■ **What needs to be done**:
Retype every one of the rows below verbatim, keeping each line and its spacing unchanged.

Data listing
════════════════

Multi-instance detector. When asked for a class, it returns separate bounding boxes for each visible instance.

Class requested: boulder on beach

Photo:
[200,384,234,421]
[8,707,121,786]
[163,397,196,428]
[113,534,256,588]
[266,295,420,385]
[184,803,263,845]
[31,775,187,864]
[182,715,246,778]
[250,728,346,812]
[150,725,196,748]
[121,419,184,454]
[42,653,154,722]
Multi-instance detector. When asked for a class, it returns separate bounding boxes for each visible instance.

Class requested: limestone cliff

════════════════

■ **Answer**:
Multi-instance detector. When asked for a class, it returns separate bounding boxes for each visible instance.

Class requested: boulder on beach

Photo:
[200,384,234,421]
[8,707,121,786]
[163,397,196,428]
[113,534,256,588]
[266,295,420,385]
[184,803,263,845]
[31,775,187,864]
[182,715,246,778]
[250,728,346,812]
[150,725,196,748]
[121,419,184,454]
[42,653,154,722]
Multi-instance detector. When asked for a class, it returns separate bounding boxes for each visible instance.

Class requested: limestone cliff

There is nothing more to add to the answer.